> Text provided

Stream Processing
Creating a collection with an enforced schema over a new or existing Apache Kafka® topic is useful but has limited utility by itself for creating an application. When you declare a collection, you can only work with the events in their current form. But a critical part of creating streaming applications is transforming, filtering, joining, and aggregating events.
In ksqlDB, you manipulate events by deriving new collections from existing ones and describing the changes between them. When a collection is updated with a new event, ksqlDB updates the collections that are derived from it in real-time. This rich form of computing is known formally as stream processing, because it creates programs that operate continually over unbounded streams of events, ad infinitum. These processes stop only when you explicitly terminate them.
The general pattern for stream processing in ksqlDB is to create a new
collection by using the SELECT
statement on an existing collection. The
result of the inner SELECT
feeds into the outer declared collection. You
don't need to declare a schema when deriving a new collection, because ksqlDB
infers the column names and types from the inner SELECT
statement. The
ROWKEY
of the row remains the same, unless the query includes either a
PARTITION BY
or GROUP BY
clause. The value of the ROWTIME
column
sets the timestamp of the record written to Kafka. The value of system columns
can not be set in the SELECT
.
Here are a few examples of deriving between the different collection types.
Derive a new stream from an existing stream¶
Given the following stream:
CREATE STREAM rock_songs (artist VARCHAR, title VARCHAR)
WITH (kafka_topic='rock_songs', partitions=2, value_format='avro');
You can derive a new stream with all of the song titles transformed to uppercase:
CREATE STREAM title_cased_songs AS
SELECT artist, UCASE(title) AS capitalized_song
FROM rock_songs
EMIT CHANGES;
Each time a new song is inserted into the rock_songs
topic, the uppercase
version of the title is appended to the title_cased_songs
stream.
Deriving a new stream from an existing table¶
Given the following table:
CREATE TABLE products (product_name VARCHAR, cost DOUBLE)

> Rows from a dataset for pointing
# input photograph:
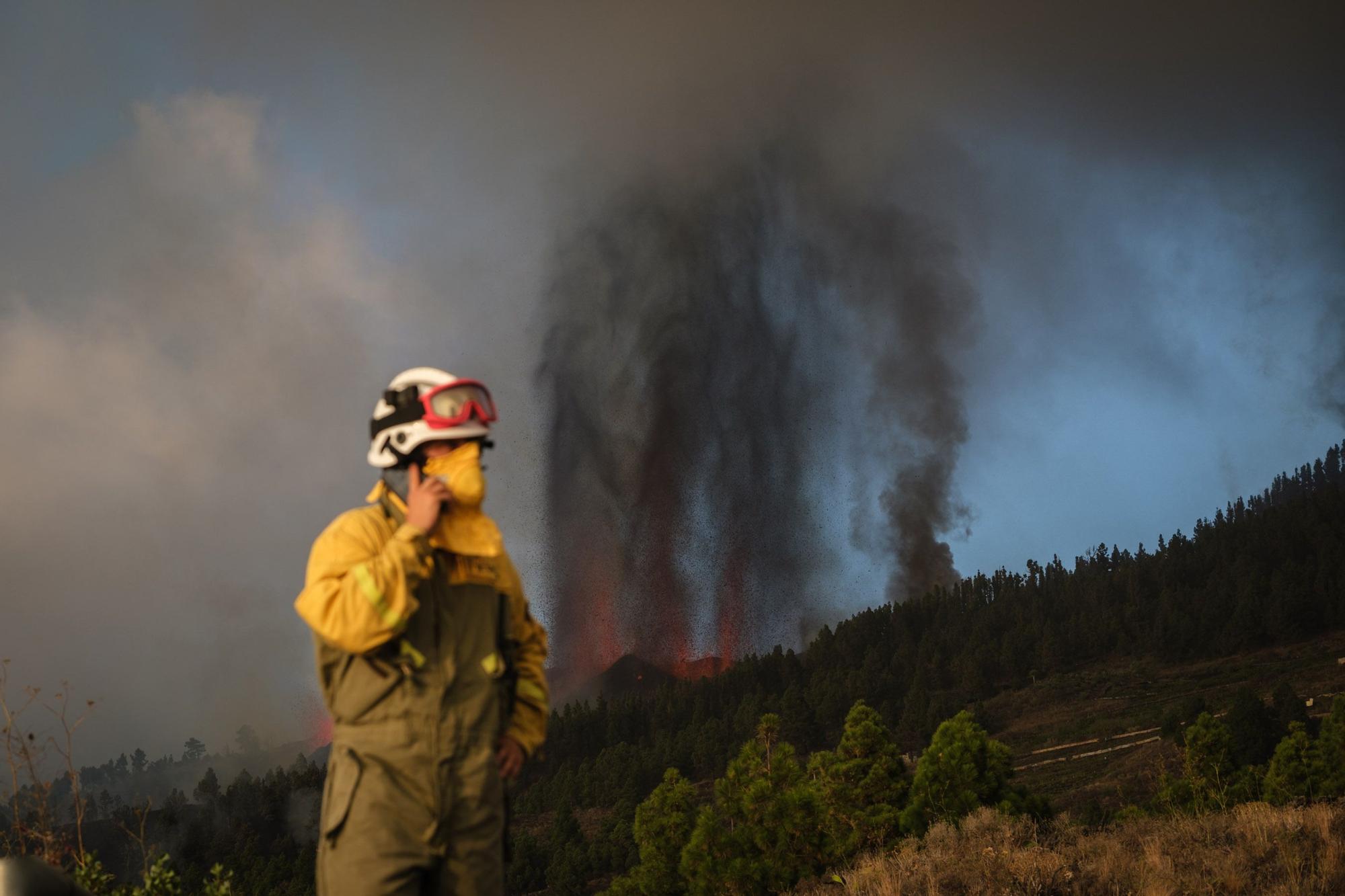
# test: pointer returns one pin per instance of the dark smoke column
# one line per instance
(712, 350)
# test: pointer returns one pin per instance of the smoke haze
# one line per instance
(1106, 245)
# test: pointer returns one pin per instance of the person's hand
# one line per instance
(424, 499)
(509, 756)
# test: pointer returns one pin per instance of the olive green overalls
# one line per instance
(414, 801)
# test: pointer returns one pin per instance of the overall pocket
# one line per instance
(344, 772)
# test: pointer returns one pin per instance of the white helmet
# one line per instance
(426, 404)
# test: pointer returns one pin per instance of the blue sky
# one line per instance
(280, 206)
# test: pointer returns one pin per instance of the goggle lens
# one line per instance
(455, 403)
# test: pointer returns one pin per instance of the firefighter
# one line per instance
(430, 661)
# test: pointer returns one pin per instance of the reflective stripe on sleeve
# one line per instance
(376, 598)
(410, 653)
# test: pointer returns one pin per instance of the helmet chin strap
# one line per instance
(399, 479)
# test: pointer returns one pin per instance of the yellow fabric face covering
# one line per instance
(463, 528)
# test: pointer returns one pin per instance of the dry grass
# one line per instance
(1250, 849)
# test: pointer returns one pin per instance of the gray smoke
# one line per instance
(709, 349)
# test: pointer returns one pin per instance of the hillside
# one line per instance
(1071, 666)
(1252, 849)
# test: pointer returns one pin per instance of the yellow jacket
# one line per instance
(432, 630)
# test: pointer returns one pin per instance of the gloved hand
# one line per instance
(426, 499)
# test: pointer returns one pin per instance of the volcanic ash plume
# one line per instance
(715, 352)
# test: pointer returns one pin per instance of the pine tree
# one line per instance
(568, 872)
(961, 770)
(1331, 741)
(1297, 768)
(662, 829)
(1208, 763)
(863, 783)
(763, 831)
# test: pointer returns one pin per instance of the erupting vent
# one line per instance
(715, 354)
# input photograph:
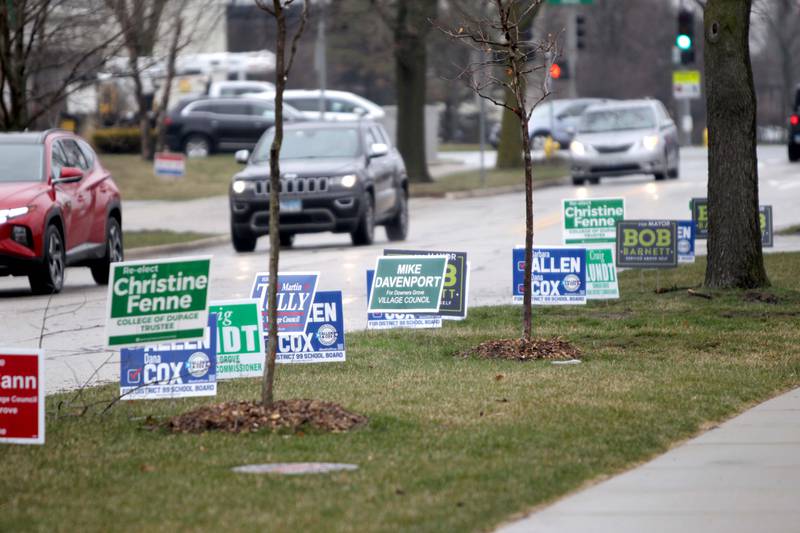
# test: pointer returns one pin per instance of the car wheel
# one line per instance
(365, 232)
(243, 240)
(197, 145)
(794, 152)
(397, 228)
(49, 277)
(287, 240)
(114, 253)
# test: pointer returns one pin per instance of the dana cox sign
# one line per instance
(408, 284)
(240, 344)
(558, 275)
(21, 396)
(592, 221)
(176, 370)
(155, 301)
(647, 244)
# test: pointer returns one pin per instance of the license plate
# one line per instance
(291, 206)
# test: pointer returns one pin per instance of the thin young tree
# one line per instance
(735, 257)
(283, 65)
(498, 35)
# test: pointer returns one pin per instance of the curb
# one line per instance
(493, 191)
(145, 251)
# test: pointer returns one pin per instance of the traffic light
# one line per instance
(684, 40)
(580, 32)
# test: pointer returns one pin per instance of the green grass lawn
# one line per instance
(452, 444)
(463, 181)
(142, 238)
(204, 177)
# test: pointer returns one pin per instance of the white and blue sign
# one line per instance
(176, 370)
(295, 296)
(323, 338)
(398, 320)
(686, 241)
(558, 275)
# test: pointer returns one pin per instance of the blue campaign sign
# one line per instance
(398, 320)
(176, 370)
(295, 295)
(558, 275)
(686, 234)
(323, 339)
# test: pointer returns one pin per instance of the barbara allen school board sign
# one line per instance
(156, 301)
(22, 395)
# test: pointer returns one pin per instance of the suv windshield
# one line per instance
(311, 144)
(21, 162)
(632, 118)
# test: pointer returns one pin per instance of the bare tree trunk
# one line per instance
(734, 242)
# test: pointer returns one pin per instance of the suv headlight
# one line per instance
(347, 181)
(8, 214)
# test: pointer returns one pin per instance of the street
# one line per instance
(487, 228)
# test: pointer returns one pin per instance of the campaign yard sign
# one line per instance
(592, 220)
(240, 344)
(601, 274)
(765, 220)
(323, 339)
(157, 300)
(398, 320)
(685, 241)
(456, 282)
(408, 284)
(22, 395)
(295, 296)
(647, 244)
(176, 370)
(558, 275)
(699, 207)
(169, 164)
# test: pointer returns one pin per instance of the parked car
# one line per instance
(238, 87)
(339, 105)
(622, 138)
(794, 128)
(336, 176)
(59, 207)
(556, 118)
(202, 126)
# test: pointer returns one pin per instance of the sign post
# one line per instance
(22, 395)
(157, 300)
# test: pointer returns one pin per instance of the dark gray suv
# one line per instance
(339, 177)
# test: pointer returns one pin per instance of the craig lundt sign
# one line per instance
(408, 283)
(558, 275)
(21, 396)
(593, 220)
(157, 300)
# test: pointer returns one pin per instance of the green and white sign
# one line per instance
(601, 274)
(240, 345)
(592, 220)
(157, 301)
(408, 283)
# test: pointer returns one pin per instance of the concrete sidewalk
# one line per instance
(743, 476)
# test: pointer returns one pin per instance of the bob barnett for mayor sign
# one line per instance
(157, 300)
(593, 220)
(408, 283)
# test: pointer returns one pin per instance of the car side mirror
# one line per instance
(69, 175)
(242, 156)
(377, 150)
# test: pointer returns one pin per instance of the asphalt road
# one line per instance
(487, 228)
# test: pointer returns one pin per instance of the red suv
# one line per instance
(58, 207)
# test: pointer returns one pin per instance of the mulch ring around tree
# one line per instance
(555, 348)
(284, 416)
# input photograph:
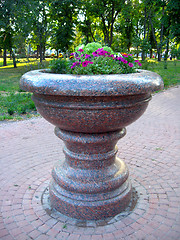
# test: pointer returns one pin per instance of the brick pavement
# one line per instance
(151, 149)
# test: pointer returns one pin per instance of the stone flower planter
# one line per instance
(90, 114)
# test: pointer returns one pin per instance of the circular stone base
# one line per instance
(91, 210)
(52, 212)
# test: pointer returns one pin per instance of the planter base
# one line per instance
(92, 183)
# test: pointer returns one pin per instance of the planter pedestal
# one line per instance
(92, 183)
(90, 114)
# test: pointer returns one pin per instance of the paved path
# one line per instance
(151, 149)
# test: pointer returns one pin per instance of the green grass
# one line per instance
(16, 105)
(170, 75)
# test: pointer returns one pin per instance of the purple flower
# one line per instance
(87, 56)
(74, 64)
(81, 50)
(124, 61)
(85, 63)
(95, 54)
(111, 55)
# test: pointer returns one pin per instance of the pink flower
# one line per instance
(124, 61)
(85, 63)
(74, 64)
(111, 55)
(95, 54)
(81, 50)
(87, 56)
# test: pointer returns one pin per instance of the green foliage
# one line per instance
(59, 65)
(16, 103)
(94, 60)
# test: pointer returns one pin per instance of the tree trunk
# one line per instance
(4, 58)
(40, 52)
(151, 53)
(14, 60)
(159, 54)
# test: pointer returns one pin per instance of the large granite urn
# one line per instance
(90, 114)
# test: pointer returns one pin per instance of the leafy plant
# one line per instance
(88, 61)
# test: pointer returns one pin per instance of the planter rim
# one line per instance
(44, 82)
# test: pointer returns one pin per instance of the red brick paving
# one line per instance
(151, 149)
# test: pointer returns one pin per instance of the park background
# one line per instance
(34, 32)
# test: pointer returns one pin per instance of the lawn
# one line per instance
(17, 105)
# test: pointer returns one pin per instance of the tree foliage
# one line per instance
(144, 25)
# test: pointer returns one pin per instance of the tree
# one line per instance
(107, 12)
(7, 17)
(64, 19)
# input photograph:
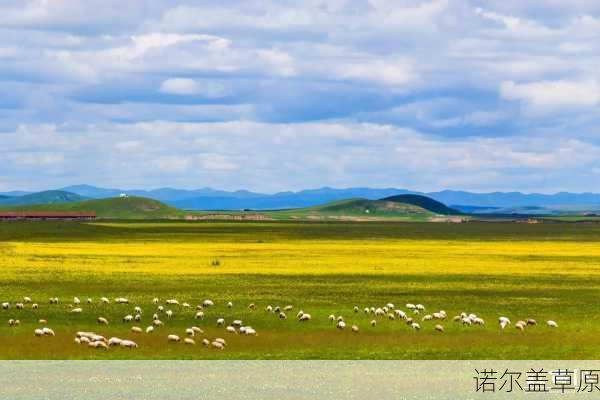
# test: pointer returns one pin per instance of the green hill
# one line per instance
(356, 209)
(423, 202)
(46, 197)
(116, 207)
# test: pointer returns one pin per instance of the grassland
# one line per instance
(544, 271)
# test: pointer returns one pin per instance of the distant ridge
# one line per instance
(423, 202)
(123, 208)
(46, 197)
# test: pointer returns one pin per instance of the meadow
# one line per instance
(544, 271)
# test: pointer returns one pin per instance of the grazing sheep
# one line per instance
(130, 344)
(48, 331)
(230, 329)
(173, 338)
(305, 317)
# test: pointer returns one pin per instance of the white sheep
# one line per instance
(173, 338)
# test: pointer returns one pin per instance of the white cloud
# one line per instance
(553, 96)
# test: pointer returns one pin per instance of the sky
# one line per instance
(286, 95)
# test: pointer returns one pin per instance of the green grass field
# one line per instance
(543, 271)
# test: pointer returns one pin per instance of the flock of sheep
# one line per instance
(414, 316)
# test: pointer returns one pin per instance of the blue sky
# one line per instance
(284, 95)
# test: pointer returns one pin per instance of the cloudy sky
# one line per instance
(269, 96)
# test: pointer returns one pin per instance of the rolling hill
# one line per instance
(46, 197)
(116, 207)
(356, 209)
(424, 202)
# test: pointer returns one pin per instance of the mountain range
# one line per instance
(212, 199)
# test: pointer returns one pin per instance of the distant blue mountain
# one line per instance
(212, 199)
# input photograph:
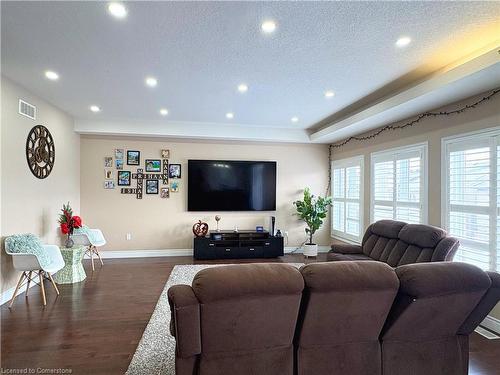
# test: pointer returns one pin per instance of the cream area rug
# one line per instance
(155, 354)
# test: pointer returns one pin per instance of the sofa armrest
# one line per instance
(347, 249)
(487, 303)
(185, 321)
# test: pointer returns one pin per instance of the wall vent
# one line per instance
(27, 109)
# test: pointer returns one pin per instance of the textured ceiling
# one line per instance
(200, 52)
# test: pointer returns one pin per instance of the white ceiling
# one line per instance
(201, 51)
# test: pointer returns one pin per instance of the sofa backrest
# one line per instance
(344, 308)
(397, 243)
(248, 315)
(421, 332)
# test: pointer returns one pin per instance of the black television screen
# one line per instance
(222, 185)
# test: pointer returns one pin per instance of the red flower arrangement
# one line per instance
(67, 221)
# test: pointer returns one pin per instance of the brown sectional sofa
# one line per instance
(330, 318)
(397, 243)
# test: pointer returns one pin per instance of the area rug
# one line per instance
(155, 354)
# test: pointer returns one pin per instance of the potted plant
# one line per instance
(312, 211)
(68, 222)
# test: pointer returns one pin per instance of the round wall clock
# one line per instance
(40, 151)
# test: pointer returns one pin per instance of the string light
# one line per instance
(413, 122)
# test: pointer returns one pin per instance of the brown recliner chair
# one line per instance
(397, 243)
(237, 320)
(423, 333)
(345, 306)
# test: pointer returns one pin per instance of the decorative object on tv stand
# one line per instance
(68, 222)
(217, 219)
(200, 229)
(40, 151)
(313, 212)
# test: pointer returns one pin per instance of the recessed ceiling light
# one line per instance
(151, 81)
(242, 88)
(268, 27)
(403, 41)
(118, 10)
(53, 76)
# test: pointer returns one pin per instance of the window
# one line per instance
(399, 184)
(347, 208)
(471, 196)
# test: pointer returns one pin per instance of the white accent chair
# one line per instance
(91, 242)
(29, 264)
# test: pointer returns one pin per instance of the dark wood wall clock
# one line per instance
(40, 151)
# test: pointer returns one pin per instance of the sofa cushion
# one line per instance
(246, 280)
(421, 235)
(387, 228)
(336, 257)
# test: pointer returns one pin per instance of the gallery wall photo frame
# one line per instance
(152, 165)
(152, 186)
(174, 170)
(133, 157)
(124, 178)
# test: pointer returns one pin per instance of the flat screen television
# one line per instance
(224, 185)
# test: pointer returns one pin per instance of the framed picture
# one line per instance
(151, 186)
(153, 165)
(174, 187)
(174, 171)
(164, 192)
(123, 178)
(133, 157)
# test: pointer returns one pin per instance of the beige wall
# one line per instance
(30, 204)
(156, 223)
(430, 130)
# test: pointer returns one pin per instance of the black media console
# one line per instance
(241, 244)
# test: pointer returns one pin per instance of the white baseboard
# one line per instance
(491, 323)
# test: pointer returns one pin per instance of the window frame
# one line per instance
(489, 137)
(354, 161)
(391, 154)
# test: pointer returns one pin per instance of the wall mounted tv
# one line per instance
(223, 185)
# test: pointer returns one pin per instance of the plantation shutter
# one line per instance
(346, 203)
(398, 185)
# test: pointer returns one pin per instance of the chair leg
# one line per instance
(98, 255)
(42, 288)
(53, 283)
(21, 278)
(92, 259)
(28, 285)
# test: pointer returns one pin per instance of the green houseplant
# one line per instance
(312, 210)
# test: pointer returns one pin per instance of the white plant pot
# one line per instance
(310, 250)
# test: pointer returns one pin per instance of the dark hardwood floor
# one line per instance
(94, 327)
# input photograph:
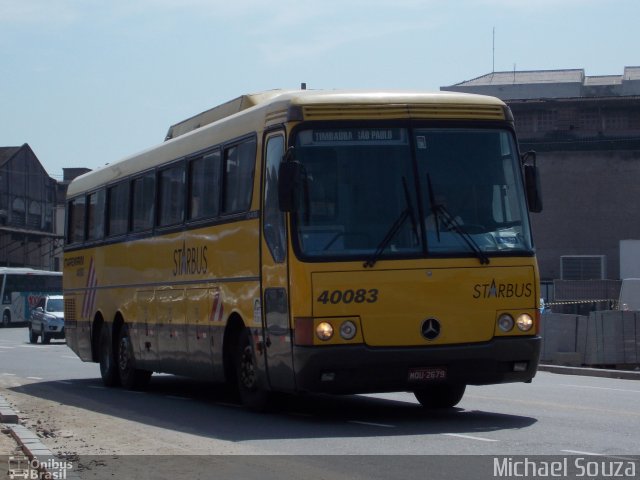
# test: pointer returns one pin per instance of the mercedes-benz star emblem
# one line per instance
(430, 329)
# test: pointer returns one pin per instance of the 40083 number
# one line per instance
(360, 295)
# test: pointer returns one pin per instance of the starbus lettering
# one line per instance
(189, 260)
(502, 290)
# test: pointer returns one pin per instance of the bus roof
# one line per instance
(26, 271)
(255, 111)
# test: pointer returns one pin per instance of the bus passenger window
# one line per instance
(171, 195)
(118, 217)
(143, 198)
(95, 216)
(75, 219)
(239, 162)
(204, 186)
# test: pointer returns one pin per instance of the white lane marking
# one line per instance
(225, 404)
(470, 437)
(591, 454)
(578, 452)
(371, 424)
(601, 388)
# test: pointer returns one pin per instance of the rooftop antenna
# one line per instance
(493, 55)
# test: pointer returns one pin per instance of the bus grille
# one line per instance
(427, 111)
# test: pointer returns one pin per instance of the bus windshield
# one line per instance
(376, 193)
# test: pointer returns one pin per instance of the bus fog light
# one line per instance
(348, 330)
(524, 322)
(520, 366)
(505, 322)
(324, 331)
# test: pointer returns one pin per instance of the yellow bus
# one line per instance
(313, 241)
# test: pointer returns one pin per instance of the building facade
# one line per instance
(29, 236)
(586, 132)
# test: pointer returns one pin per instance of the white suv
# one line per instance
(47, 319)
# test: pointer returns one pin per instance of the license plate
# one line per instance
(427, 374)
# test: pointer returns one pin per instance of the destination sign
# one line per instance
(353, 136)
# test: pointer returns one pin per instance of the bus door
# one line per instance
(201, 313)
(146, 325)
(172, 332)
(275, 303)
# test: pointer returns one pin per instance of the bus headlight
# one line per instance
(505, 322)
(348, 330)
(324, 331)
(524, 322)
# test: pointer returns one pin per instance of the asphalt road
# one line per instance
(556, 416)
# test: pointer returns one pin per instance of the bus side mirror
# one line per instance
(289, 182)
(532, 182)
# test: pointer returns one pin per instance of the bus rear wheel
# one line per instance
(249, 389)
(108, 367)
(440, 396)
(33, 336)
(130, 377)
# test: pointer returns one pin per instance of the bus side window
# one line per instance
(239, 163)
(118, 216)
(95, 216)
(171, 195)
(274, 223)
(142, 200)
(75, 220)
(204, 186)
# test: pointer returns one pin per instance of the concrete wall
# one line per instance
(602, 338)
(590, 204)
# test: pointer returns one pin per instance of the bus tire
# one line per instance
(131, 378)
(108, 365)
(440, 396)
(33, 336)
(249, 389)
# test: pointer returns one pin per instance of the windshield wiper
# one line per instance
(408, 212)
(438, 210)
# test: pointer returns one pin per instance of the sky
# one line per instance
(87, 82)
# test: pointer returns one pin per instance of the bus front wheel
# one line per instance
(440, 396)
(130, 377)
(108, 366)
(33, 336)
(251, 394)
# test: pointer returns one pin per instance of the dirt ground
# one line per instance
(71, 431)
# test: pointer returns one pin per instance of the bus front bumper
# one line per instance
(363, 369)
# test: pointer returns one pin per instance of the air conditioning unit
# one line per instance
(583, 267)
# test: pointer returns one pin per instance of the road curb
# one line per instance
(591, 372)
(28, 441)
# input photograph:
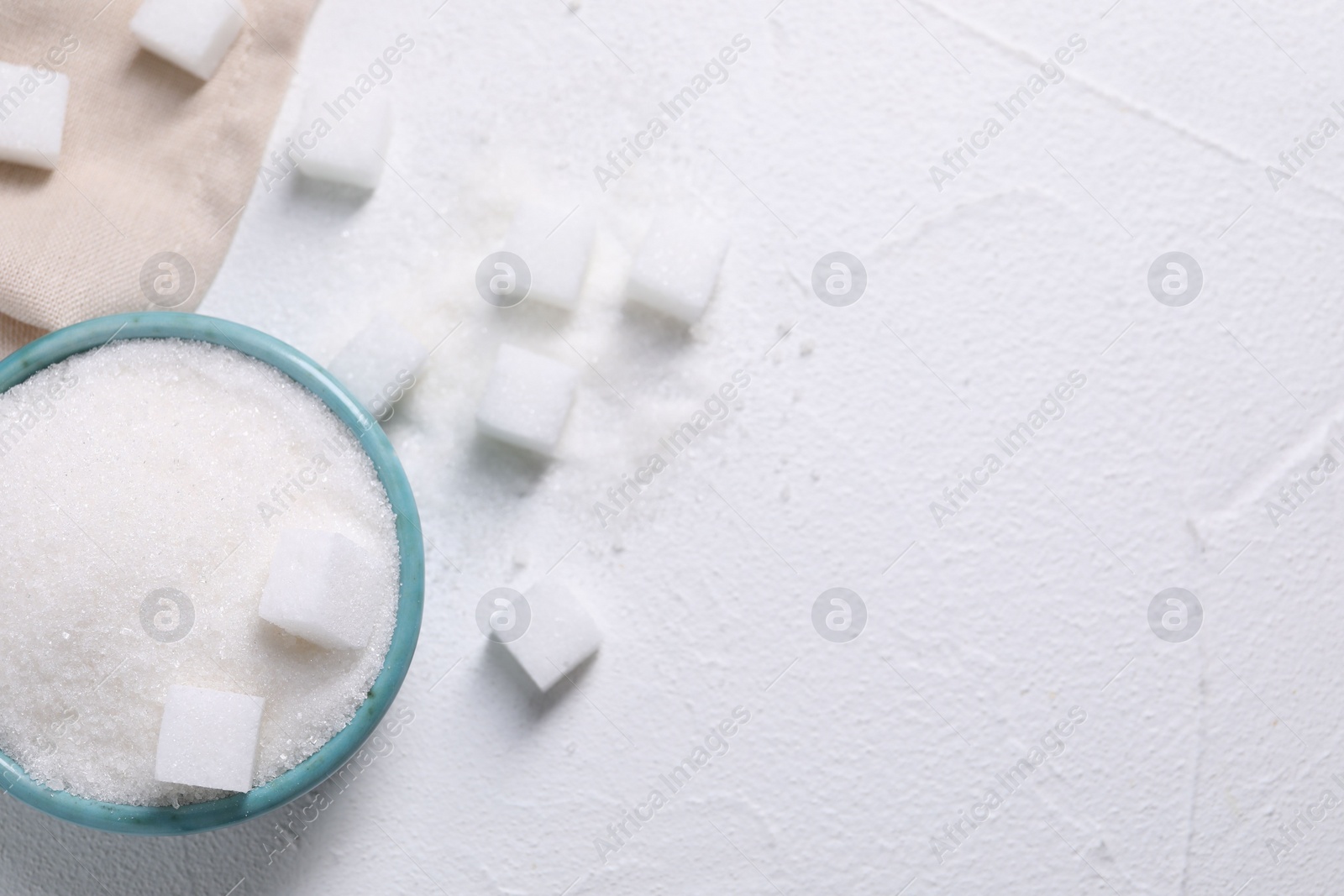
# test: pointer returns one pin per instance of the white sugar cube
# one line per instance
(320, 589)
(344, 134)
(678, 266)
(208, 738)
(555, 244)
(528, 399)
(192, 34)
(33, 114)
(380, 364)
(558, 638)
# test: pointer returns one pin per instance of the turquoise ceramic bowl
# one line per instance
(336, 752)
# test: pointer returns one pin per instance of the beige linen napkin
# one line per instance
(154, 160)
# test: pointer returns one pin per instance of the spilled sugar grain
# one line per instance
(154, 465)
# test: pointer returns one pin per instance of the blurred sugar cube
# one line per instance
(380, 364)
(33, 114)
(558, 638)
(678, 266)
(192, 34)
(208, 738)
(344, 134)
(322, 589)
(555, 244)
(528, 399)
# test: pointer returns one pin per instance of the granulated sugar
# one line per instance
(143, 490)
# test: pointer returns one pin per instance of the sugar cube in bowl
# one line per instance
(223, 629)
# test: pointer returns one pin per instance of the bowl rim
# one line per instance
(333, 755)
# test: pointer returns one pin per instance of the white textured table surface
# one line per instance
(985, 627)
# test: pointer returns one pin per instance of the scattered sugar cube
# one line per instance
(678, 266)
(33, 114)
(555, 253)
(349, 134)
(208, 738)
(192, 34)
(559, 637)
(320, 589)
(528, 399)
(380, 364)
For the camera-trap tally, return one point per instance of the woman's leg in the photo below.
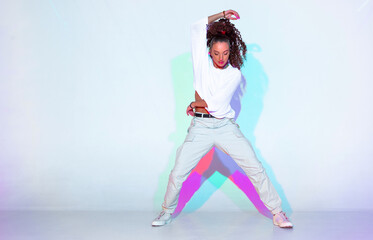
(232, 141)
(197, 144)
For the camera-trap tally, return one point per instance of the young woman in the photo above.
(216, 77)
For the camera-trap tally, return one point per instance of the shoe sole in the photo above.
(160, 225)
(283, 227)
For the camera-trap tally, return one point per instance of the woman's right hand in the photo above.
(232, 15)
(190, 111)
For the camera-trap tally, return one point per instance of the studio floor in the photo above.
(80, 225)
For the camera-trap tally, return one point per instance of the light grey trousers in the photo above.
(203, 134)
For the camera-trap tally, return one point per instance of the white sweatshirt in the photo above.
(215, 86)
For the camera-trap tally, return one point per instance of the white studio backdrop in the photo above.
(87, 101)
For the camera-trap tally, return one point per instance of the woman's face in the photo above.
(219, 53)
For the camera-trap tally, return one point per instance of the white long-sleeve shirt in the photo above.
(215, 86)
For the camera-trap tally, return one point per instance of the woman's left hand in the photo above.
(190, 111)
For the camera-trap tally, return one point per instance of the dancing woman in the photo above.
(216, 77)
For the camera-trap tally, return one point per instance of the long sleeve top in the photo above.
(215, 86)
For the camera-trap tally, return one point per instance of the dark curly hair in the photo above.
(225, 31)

> Set tasks
a - Do the following statements agree with the ksqlDB stream processing text? (i) A schema has to be declared when deriving a new collection. (ii) Stream processing programs keep running until you explicitly terminate them. (iii) ksqlDB updates derived collections in real time when the source collection gets a new event. Answer yes or no for each, and quote the deciding words from the text.
b - Carry on with the ksqlDB stream processing text from its last line, and write the next short passage.

> Outputs by task
a -
(i) No: "You don't need to declare a schema when deriving a new collection"
(ii) Yes: "These processes stop only when you explicitly terminate them."
(iii) Yes: "When a collection is updated with a new event, ksqlDB updates the collections that are derived from it in real-time."

b -
WITH (kafka_topic='products', partitions=2, value_format='json');
You can create a stream that captures all writes made to the table:
CREATE STREAM products_changelog AS
SELECT * FROM products EMIT CHANGES;
The products_changelog
stream emits a new row any time a row in the
products
table is added or modified.
Deriving a new table from an existing stream¶
Given the following table and stream:
CREATE TABLE products (product_name VARCHAR, cost DOUBLE)
WITH (kafka_topic='products', partitions=1, value_format='json', key='product_name');
CREATE STREAM orders (product_name VARCHAR)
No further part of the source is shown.